*Document excerpt*
-- Opening Marker --

Probiotics are believed to be good for your gut health and they’re available in different forms across drug stores. They promise many health benefits, but are they necessary? Do we really need to be taking them every day?
The goal of probiotic supplements is to populate our large intestine, which is already full of trillions of bacteria, with the “best” stuff to improve digestion, help absorb nutrients and improve or boost immunity. Supplements can contain anywhere from one to a hundred different strains, with billions of organisms per dose. They’re often proprietary, meaning all manufacturers may claim their product is “stronger, better, faster, cleaner” based on their own blend. There is very few evidence to support these claims.
Registered dietitian Nishta Saxena weeds out fact from fiction below.
Probiotics are good to take after a course of antibiotics
They may help reduce the severity or length of time you have acute diarrhea you experience after using antibiotics, or if you are a patient in a hospital treated with antibiotics, they may help prevent Clostridioides Difficile (C DIFF) infections. Probiotics may also help improve symptoms in certain people with inflammatory bowel disease in a flare-up, certain strains may help with chronic constipation and they could possibly help with blood pressure (though more studies are needed).

-- Closing Marker --

*Data to examine*
-- Opening Marker --

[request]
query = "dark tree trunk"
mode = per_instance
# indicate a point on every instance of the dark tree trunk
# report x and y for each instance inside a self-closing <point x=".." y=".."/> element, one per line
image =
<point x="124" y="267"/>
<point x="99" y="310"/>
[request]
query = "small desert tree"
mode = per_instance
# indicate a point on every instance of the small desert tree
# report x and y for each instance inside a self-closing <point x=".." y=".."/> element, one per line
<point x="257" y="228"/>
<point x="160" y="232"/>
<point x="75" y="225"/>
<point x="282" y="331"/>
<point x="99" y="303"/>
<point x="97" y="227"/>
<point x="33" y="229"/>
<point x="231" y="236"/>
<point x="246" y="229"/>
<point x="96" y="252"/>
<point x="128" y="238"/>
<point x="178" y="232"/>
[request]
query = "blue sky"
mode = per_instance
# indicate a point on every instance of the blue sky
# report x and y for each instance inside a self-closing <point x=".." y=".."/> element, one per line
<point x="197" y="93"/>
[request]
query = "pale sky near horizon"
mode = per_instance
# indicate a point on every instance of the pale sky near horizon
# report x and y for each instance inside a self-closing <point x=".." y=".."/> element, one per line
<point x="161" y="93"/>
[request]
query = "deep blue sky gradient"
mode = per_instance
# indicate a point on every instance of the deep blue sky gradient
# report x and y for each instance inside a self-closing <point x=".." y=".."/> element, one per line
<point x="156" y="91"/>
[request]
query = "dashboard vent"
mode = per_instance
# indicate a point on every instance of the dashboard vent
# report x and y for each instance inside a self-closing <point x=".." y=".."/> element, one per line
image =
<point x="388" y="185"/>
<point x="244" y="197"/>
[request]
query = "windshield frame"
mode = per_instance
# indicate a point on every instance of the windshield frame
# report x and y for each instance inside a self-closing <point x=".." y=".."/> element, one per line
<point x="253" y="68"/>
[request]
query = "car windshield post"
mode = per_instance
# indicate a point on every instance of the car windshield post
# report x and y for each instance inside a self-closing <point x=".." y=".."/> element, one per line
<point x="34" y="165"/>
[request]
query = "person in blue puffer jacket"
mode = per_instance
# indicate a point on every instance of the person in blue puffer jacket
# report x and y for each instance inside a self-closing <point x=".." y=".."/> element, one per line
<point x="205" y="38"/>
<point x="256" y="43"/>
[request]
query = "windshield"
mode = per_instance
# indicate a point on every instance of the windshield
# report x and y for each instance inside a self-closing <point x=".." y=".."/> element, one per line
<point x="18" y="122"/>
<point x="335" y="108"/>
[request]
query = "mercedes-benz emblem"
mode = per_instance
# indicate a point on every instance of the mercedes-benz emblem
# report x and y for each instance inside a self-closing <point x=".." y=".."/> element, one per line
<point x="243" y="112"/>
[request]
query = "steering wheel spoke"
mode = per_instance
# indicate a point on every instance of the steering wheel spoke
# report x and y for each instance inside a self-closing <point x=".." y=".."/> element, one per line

-- Closing Marker --

*Instructions to follow*
In the probiotics article, how many different strains can a probiotic supplement contain?

*Reply*
Anywhere from one to a hundred different strains.